- EXTRAIT DU TEXTE -
::::

Troisième enfant d’une famille de douze, Esther Blondin, plus connue sous son nom religieux, Sœur Marie-Anne, naquit à Terrebonne, dans le Québec, au Canada, le 18 avril 1809. Ses parents étaient des agriculteurs profondément chrétiens. La piété de sa mère était centrée sur la Providence et sur l'Eucharistie; son père avait une foi solide et une grande patience dans la souffrance. Esther et sa famille furent, comme tant d'autres personnes, victimes de l'analphabétisme qui régnait dans les milieux canadiens-français du XIXe siècle. Quoique analphabète, quand elle eut vingt ans, Esther désirait pouvoir enseigner un jour. En attendant, à l'âge de 22 ans, elle s'engagea comme aide-domestique chez un commerçant du village puis offrit ses services aux sœurs de la Congrégation Notre-Dame récemment ouverte dans le village. Elle apprit enfin à lire et à écrire pendant ses temps libres. C'est alors qu'elle prit conscience de l'exclusion de presque tous les gens de son pays qui, comme elle, n'avaient pas accès à l'instruction. Enfin, Esther entra au noviciat des Sœurs de Notre-Dame qu'elle dut malheureusement quitter en raison de sa santé jugée trop fragile.

::::

- LISTE FOURNIE -
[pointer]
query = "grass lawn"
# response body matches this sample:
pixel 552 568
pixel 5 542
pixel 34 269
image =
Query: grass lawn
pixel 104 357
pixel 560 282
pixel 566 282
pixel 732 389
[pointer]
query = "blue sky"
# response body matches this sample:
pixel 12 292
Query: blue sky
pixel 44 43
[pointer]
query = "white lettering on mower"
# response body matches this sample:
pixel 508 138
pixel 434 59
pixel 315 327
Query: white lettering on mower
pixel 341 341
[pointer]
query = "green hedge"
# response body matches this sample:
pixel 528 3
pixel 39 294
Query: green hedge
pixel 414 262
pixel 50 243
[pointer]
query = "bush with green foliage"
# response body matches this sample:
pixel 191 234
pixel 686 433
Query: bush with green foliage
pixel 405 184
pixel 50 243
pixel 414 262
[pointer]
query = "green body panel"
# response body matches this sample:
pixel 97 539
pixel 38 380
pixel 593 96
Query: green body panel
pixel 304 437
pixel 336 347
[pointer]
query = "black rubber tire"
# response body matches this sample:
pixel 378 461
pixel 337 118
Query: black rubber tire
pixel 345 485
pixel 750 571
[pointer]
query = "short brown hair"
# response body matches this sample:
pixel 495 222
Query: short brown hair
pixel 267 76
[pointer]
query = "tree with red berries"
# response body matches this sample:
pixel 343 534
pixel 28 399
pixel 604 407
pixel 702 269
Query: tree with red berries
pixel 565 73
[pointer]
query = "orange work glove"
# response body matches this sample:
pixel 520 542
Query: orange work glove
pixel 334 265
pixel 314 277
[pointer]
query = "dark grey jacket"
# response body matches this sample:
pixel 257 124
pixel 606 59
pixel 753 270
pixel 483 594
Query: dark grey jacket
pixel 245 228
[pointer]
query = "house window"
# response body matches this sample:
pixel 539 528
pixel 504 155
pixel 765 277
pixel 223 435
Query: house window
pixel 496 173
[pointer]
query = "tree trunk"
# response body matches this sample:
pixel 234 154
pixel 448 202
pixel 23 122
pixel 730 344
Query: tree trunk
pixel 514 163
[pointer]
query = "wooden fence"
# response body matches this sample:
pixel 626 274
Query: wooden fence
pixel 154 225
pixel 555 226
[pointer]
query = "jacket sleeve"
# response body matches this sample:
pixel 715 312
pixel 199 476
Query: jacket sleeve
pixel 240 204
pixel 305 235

::::

- CONSIGNE -
Prolongez le texte sur la vie d'Esther Blondin en reprenant juste après sa dernière phrase.

- RÉSULTAT -
En 1833, avec une amie, Suzanne Pineault, elle aussi ancienne novice de la Congrégation de Notre-Dame, Esther devint institutrice à l'école du village de Vaudreuil. C'est là qu'elle découvrit une des causes de l'analphabétisme ambiant: depuis que le Québec était passé sous domination anglaise et protestante, il n'y avait plus que très peu d'écoles francophones dans les campagnes. L'Institution Royale prévoyait d'assimiler les écoles au sein d'un système d'éducation anglophone et protestante. Ne pouvant financer deux écoles paroissiales, l'une pour les filles et l'autre pour les garçons, les curés choisissaient souvent de n'en tenir aucune. Et les jeunes croupissaient dans leur ignorance; ils étaient également, pour la plupart, incapables de suivre le catéchisme pour faire leur première communion.

À Vaudreuil, Esther et Suzanne travaillaient à l'éducation des enfants tout en s'impliquant dans les œuvres de la paroisse Saint-Michel. Au bout d'un certain temps, Esther devint la directrice de ce qu'on appela l'académie Blondin, car, en plus de l'éducation des enfants, elle formait aussi des institutrices et des sous-maîtresses. En 1848, Esther soumit à son évêque, Mgr Ignace Bourget, évêque de Montréal, le projet auquel elle pensait depuis longtemps: fonder une Congrégation religieuse "pour l'éducation des enfants pauvres des campagnes dans des écoles mixtes". Le projet était très innovant pour l'époque, mais l'évêque l'autorisa.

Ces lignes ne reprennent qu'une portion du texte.